• [What you are asked to do] Reproduce the following lines verbatim.

• [Stored data]

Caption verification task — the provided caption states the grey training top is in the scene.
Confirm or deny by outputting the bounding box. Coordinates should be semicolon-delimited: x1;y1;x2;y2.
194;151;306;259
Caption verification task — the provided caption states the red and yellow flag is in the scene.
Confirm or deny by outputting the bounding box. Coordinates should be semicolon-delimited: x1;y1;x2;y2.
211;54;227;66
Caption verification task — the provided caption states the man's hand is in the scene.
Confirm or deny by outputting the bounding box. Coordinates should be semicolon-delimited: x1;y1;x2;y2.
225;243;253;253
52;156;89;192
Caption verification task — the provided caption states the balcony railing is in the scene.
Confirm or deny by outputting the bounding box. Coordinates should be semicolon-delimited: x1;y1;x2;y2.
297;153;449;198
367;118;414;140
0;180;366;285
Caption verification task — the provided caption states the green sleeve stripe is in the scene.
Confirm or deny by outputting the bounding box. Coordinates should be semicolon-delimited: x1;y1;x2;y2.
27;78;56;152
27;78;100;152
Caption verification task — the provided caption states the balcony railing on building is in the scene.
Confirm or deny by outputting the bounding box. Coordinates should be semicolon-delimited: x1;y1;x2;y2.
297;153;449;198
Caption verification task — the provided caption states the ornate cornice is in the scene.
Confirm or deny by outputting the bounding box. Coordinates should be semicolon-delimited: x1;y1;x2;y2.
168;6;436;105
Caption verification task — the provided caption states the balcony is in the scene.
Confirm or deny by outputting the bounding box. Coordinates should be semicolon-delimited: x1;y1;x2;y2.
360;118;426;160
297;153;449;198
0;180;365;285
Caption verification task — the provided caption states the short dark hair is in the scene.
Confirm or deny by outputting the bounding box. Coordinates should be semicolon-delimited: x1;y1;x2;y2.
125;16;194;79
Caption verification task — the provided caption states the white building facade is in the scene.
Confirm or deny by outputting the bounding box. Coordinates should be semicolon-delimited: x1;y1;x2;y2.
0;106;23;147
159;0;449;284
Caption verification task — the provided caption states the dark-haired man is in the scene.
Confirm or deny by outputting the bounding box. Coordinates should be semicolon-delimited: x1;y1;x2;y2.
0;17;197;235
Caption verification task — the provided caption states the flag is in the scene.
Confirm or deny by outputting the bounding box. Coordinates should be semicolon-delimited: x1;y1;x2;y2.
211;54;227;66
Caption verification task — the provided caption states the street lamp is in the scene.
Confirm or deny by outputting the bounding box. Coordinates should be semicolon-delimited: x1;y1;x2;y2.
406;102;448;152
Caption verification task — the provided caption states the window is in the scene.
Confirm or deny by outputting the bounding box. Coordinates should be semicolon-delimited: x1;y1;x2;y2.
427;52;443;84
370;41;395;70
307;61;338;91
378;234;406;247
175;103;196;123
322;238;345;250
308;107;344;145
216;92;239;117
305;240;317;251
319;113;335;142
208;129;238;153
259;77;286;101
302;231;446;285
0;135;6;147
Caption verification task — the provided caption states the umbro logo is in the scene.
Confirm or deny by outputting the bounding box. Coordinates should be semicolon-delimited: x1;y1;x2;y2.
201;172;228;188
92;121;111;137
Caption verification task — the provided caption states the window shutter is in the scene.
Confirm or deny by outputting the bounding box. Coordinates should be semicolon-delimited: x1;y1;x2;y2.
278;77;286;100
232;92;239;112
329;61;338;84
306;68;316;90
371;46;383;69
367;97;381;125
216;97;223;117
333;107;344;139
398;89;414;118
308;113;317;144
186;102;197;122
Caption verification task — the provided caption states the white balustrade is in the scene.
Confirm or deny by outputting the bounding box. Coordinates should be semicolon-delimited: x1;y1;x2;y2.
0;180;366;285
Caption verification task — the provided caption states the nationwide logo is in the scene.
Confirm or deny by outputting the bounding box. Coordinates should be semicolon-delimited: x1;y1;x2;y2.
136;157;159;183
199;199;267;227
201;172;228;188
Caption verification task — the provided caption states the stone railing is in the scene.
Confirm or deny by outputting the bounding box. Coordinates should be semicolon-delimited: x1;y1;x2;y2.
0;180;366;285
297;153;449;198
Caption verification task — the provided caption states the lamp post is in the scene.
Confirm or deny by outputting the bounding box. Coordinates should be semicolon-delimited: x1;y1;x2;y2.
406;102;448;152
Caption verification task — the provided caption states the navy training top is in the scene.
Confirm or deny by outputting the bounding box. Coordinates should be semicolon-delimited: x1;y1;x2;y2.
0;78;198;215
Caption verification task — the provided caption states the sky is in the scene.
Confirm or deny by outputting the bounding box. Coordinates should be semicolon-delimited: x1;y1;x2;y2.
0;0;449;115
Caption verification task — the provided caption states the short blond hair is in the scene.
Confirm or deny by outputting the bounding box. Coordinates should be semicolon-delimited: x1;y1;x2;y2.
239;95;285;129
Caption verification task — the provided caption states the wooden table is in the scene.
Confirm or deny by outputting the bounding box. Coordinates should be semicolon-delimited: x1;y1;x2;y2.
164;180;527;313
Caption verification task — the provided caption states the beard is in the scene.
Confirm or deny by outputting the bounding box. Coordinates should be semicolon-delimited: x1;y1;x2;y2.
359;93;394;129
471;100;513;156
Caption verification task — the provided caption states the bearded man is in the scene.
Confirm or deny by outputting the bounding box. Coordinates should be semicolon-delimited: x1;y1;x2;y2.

• [Complete output]
Caption verification task — the provided caption states the grey training top is in the scene.
Confirm or deny by outputting the bounding box. Coordinates should be semicolon-delimited: x1;y1;x2;y2.
194;151;306;259
Caption verification task — the provided caption states the red and yellow flag is in the scene.
Confirm or deny by outputting the bounding box. Coordinates should be semicolon-delimited: x1;y1;x2;y2.
211;54;227;66
Caption verification task — the provided caption states the man's hand is in the scene.
Confirm or deny by outputting the bounding box. Coordinates should be semicolon-delimited: x1;y1;x2;y2.
225;243;253;253
52;156;89;192
Caption verification task — the provided caption states the balcony railing is in the scene.
Confirm or deny by outputting the bounding box. Coordinates should be semicolon-delimited: x1;y1;x2;y2.
297;153;449;198
367;118;414;140
0;180;366;285
Caption verification task — the provided caption states the green sleeve stripe is in the scene.
Confirm or deny by outputting the bounding box. Coordinates should be semicolon-delimited: x1;y1;x2;y2.
27;78;56;152
27;78;100;152
Caption verification task — the provided caption states the balcony railing on building is in the scene.
Confirm or deny by outputting the bounding box. Coordinates should be semicolon-delimited: x1;y1;x2;y2.
297;153;449;198
Caption verification task — the provided caption states the ornate cornice is in the scene.
Confirm or deny by outputting the bounding box. Coordinates should be semicolon-delimited: x1;y1;x2;y2.
168;6;436;105
Caption verification task — the provided caption states the balcony is in the scene.
Confirm or deny by outputting the bounding box. Coordinates should be semicolon-delimited: x1;y1;x2;y2.
360;118;426;160
297;153;449;198
0;180;365;285
Caption verification task — the provided caption states the short dark hair is in the scene.
Confirm or deny by outputting the bounding box. Coordinates should be semicolon-delimited: x1;y1;x2;y2.
125;16;194;79
Caption verification task — the provided caption states the white building facade is in the scene.
Confirm or deny by outputting the bounding box. Coordinates should be semicolon-delimited: x1;y1;x2;y2.
0;106;23;147
159;0;449;284
Caption verification task — the provided caption states the dark-haired man is in the scene.
Confirm or deny by outputting the bounding box. Coordinates should be semicolon-delimited: x1;y1;x2;y2.
0;17;197;235
Caption verification task — the provided caption states the flag is in the scene.
Confirm or deny by outputting the bounding box. Coordinates should be semicolon-delimited: x1;y1;x2;y2.
211;54;227;66
Caption verification task — the provided caption states the street lamp is in the scene.
Confirm or deny by outputting the bounding box. Coordinates should be semicolon-delimited: x1;y1;x2;y2.
406;102;448;152
Caption verification task — the provided caption states the window is in the scene.
Confirm or deny by outputting the bounding box. Coordinates should be semicolon-delimited: x1;y1;x2;y2.
427;52;443;84
370;41;395;70
307;61;338;91
378;234;406;247
175;103;196;123
322;238;345;250
308;107;344;145
216;92;239;117
305;240;317;251
319;113;335;142
208;129;238;153
259;77;286;101
302;231;446;285
0;135;6;147
Caption verification task — the provided caption states the umbro logo is in the scene.
Confirm or deny by outputting the bounding box. Coordinates should be semicolon-delimited: x1;y1;x2;y2.
201;172;228;188
92;121;111;137
Caption verification task — the provided caption states the window shutter is in the scene.
Confirm or deny by outputting the bounding box. Coordinates should be semicolon-delimited: x1;y1;x2;y2.
278;77;286;100
232;92;239;112
329;61;338;84
306;68;316;90
371;46;383;69
367;97;381;125
216;97;223;117
333;107;344;139
398;89;414;118
308;113;317;144
186;102;197;122
Caption verification task — the provided caption states the white balustrade is in the scene.
Confirm or deny by outputting the bounding box. Coordinates should be semicolon-delimited: x1;y1;x2;y2.
0;180;366;285
Caption verification task — the provided caption states the nationwide logo is in the scene.
Confirm or deny by outputting the bounding box. Coordinates should be semicolon-delimited: x1;y1;x2;y2.
136;157;159;183
199;199;267;227
201;172;228;188
Caption verification task — the provided caption states the stone railing is in the scene.
Confirm or deny by outputting the bounding box. Coordinates should be semicolon-delimited: x1;y1;x2;y2.
0;180;366;285
297;153;449;198
Caption verification task — the provided caption states the lamp post is in the scene.
Confirm or deny by outputting the bounding box. Coordinates should be semicolon-delimited: x1;y1;x2;y2.
406;102;448;152
Caption verification task — the provided caption states the navy training top is in the scene.
Confirm or deny by outputting the bounding box. Coordinates should be semicolon-delimited: x1;y1;x2;y2.
0;78;198;215
Caption verification task — the provided caption states the sky is in the scene.
Confirm or deny by outputting the bounding box. Coordinates should be semicolon-delimited: x1;y1;x2;y2.
0;0;449;115
Caption verification task — the provided caption states the short blond hair is in the scene.
Confirm or deny by outputting the bounding box. Coordinates should be semicolon-delimited: x1;y1;x2;y2.
239;95;285;129
Caption verification task — the provided caption states the wooden table is in the scene.
Confirm or deny by outputting the bounding box. Coordinates should be semicolon-delimited: x1;y1;x2;y2.
164;180;527;313
Caption verification task — the provided caption states the beard is in the scene.
Confirm or deny by outputting the bounding box. Coordinates should be semicolon-delimited: x1;y1;x2;y2.
359;93;394;129
471;100;513;156
Caption verification task — the provided caption states the bearded man is in the scene.
Confirm or deny by outputting the bounding box. Coordinates should be semicolon-delimited: x1;y1;x2;y2.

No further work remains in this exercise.